--- INSTRUCCIONES ---
Extrae de los ítems que siguen cada línea en la que aparezca la palabra "face".

--- DATOS DE ENTRADA ---
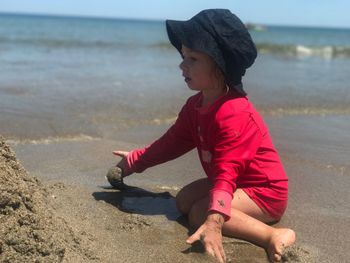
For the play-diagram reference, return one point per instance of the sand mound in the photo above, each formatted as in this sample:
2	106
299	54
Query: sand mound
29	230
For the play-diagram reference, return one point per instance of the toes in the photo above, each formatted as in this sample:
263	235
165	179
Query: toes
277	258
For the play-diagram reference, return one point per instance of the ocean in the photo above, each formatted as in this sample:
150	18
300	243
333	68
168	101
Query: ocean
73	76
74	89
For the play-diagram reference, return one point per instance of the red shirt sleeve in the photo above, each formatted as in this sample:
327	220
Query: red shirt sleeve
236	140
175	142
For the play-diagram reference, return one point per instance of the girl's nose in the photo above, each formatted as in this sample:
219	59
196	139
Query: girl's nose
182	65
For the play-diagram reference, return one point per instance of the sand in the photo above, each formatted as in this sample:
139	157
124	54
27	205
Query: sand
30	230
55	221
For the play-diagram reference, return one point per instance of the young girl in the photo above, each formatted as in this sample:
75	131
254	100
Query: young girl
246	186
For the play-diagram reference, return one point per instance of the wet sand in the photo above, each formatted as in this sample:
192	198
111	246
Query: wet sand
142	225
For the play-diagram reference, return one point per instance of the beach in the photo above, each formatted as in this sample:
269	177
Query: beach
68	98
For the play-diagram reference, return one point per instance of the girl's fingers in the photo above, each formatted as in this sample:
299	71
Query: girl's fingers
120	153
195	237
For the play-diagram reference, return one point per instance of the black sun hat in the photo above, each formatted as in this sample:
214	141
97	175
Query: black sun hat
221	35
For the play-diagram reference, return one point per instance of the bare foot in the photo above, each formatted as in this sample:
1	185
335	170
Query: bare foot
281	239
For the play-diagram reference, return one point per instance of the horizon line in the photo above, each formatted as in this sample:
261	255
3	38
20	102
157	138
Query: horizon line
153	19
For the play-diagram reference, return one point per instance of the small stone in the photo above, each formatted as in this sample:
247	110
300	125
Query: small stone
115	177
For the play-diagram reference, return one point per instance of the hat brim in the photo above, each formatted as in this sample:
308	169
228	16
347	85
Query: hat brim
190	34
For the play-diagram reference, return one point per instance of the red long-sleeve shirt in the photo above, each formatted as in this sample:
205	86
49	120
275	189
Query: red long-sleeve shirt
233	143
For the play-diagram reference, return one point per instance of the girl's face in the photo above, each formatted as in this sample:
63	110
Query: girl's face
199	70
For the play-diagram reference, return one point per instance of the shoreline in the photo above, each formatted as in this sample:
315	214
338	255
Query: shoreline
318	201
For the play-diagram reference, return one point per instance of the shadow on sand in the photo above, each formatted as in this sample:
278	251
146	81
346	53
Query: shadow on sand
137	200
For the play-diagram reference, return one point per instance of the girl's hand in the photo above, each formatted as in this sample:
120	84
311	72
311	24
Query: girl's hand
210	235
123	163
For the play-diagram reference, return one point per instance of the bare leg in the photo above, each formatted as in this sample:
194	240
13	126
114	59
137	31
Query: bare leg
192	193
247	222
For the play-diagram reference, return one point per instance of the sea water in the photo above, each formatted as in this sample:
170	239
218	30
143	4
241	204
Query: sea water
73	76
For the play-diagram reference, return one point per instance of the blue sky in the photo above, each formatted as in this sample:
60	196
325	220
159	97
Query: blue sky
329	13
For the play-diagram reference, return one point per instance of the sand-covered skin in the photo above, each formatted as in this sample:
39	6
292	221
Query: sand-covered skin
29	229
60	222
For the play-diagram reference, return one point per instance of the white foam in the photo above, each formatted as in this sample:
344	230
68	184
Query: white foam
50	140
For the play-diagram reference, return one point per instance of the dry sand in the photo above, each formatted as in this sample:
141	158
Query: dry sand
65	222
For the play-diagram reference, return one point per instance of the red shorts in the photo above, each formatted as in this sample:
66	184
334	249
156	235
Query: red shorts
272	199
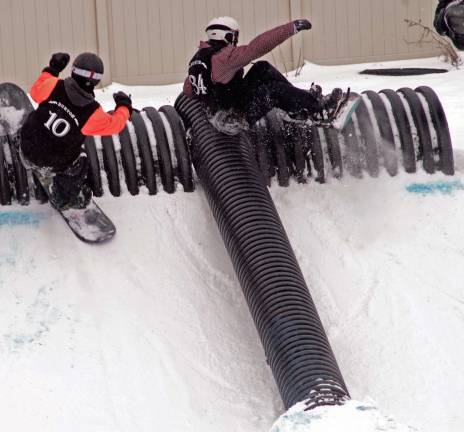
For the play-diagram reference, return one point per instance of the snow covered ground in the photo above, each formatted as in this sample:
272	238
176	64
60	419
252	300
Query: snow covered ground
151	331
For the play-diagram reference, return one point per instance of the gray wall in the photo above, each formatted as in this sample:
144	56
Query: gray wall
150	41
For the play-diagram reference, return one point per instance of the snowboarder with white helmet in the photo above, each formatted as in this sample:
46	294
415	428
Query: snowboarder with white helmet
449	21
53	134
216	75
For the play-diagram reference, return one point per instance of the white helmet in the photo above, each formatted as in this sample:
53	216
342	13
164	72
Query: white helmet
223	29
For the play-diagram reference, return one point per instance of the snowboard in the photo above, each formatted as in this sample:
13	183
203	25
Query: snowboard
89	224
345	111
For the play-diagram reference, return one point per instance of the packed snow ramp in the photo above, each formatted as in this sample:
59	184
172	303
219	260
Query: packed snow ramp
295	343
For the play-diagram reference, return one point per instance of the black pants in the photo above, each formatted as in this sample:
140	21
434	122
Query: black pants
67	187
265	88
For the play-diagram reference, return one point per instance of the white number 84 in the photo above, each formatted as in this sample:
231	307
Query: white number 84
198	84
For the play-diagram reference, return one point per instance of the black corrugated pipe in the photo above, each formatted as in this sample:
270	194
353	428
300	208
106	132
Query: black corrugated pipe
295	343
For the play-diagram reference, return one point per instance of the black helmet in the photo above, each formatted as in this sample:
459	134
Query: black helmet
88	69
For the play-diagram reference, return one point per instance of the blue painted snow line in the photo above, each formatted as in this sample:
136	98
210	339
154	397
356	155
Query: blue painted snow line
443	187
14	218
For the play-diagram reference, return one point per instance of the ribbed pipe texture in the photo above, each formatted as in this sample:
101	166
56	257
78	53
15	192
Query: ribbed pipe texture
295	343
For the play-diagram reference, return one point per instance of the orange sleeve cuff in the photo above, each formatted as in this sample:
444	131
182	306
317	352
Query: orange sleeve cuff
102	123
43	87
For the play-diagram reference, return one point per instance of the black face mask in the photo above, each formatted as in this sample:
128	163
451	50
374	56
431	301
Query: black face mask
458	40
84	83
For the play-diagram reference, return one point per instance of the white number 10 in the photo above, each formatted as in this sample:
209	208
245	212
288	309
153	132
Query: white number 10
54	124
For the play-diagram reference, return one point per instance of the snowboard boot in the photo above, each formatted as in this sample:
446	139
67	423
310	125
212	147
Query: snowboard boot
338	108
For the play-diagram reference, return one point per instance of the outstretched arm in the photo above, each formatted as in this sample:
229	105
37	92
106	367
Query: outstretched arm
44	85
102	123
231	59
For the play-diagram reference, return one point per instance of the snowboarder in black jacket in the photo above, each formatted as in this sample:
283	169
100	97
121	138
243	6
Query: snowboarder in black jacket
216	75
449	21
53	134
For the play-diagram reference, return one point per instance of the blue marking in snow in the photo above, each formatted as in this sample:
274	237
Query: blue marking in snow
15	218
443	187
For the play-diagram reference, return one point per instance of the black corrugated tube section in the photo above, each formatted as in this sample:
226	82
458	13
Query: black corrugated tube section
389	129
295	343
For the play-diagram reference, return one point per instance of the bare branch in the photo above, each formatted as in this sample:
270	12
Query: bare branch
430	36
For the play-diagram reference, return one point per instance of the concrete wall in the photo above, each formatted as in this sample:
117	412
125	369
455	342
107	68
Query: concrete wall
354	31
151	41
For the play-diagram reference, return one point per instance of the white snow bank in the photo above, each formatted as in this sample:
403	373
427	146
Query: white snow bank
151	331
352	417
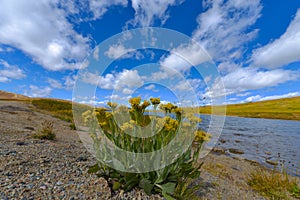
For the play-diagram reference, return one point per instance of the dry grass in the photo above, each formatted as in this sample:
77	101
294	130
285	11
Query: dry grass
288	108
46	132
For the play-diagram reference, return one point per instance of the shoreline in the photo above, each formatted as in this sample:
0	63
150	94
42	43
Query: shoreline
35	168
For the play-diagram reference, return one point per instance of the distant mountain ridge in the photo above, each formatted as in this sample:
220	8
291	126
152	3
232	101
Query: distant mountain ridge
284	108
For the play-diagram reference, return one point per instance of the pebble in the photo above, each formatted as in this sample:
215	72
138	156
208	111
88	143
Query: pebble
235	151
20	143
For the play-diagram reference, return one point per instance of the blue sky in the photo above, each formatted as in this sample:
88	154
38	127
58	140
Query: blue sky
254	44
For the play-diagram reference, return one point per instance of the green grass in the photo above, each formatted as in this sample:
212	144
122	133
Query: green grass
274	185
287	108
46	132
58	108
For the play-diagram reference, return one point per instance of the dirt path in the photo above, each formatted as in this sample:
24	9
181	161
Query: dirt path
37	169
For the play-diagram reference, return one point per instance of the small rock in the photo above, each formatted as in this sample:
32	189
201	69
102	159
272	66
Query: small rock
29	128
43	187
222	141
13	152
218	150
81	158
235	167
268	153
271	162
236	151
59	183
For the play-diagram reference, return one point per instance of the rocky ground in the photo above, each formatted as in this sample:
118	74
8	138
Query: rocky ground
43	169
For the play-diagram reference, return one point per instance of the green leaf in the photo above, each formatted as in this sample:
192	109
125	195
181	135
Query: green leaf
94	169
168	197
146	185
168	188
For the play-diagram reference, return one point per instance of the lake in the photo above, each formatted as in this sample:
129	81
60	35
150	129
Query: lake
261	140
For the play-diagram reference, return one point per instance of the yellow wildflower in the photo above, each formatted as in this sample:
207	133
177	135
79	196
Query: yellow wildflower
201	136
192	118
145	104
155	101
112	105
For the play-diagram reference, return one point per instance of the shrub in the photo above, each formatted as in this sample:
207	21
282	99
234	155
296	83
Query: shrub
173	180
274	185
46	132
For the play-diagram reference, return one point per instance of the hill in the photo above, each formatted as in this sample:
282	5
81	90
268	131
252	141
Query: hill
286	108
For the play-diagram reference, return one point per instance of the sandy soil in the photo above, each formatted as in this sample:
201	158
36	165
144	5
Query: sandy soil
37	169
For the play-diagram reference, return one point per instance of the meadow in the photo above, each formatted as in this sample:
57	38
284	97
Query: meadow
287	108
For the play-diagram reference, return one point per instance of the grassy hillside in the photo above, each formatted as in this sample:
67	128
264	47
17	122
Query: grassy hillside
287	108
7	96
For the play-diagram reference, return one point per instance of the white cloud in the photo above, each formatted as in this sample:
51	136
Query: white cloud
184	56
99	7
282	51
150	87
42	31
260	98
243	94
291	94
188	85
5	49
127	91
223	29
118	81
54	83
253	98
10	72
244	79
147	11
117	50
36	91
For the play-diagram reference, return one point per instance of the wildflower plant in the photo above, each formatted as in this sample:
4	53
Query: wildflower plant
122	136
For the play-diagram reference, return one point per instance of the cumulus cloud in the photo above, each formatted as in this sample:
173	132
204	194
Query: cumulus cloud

--

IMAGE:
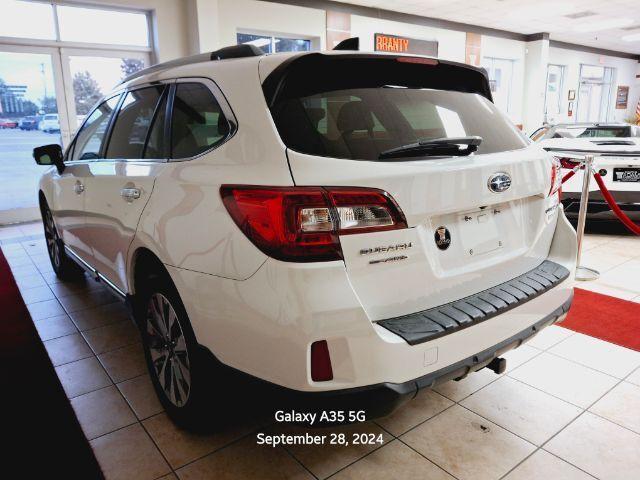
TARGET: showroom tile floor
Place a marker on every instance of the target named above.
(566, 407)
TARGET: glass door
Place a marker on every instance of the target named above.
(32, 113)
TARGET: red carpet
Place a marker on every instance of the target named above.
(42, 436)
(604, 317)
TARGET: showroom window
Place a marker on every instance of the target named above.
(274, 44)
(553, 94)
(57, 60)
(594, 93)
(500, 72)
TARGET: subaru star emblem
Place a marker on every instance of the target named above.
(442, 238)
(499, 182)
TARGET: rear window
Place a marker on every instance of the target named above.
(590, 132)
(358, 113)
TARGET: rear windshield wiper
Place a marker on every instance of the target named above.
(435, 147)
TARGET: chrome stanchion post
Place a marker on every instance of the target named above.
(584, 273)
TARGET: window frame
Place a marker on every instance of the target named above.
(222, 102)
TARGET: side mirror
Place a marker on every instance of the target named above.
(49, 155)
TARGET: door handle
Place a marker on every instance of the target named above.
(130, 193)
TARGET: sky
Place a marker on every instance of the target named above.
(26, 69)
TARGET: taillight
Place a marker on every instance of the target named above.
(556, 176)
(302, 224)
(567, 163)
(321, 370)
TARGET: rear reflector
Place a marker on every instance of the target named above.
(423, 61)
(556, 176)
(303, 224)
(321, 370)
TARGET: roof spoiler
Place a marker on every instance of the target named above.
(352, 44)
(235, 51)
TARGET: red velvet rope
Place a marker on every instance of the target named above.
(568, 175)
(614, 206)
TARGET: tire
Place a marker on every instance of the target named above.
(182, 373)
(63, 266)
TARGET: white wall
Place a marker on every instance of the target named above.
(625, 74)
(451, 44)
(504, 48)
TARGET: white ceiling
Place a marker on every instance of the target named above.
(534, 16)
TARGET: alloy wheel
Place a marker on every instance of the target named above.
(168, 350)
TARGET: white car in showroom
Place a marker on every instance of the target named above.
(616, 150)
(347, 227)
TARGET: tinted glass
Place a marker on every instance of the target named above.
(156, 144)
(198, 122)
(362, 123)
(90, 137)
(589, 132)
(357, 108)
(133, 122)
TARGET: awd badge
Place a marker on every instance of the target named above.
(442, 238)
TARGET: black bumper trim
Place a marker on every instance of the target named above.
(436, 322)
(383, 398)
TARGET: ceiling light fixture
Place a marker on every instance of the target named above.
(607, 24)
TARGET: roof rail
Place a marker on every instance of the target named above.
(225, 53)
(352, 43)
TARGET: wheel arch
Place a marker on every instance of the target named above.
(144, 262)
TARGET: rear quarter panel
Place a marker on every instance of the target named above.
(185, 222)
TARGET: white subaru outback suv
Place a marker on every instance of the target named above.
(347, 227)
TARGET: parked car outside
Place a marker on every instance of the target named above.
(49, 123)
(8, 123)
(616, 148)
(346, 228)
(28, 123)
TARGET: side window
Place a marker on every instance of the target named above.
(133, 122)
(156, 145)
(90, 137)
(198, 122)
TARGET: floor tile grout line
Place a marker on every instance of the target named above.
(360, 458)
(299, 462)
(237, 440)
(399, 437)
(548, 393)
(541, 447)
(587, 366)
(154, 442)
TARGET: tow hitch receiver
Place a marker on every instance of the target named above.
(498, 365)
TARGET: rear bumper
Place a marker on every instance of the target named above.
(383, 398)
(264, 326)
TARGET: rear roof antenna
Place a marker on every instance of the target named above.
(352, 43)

---

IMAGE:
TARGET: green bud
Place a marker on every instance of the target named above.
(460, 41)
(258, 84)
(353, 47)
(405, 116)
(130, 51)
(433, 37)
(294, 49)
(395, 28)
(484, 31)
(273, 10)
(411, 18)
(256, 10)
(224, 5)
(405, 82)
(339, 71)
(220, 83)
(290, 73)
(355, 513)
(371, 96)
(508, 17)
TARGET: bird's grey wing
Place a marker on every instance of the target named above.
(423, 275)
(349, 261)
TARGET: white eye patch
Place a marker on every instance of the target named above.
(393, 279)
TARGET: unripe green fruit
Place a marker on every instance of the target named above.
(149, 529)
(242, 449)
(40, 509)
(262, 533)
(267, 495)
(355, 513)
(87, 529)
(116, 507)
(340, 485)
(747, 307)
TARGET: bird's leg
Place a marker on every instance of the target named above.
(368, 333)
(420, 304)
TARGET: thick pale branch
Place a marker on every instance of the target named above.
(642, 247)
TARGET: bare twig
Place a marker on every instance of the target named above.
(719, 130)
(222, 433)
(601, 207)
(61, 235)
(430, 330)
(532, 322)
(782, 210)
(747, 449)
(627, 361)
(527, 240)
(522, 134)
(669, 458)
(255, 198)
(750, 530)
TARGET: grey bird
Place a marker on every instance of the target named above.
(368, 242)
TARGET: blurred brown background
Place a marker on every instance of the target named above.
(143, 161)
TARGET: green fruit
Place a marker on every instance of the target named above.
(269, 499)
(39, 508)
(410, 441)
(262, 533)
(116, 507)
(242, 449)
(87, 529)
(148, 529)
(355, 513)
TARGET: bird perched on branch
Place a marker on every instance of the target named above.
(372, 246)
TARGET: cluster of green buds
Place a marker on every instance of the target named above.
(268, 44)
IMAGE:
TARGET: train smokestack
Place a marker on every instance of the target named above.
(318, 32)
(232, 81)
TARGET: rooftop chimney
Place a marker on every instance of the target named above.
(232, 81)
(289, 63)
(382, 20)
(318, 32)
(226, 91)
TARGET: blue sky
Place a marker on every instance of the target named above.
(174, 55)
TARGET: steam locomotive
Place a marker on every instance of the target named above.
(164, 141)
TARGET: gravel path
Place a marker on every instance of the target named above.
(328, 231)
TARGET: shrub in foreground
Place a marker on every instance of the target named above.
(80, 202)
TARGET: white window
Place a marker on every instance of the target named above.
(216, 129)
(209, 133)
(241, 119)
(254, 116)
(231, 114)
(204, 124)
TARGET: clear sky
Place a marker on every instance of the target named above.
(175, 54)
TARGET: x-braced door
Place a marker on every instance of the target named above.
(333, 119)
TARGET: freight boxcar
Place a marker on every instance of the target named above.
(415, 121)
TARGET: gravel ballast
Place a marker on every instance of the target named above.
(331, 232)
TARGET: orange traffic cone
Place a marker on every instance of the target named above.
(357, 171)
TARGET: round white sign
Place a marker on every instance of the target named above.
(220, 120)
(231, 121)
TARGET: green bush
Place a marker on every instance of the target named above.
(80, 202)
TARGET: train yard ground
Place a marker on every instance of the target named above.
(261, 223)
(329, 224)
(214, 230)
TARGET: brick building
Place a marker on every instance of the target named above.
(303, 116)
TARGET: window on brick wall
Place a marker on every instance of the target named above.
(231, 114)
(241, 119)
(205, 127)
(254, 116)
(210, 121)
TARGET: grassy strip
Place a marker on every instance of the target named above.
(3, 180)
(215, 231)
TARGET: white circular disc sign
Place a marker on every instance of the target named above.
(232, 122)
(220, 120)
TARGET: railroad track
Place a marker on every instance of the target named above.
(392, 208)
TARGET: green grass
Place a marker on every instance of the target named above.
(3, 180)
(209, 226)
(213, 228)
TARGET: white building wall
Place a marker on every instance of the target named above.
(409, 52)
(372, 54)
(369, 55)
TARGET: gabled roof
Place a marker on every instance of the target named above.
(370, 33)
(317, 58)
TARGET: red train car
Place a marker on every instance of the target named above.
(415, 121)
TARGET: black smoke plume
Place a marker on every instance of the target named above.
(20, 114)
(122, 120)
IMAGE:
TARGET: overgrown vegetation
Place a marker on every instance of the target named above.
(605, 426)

--- RESPUESTA FINAL ---
For the play-diagram reference, return one point per instance of the girl's face in the photo above, each formatted as in this sample:
Query: girl's face
For the play-diagram reference, return one point per instance of the black face mask in the photo above, each formatted as in this sample:
Query: black face mask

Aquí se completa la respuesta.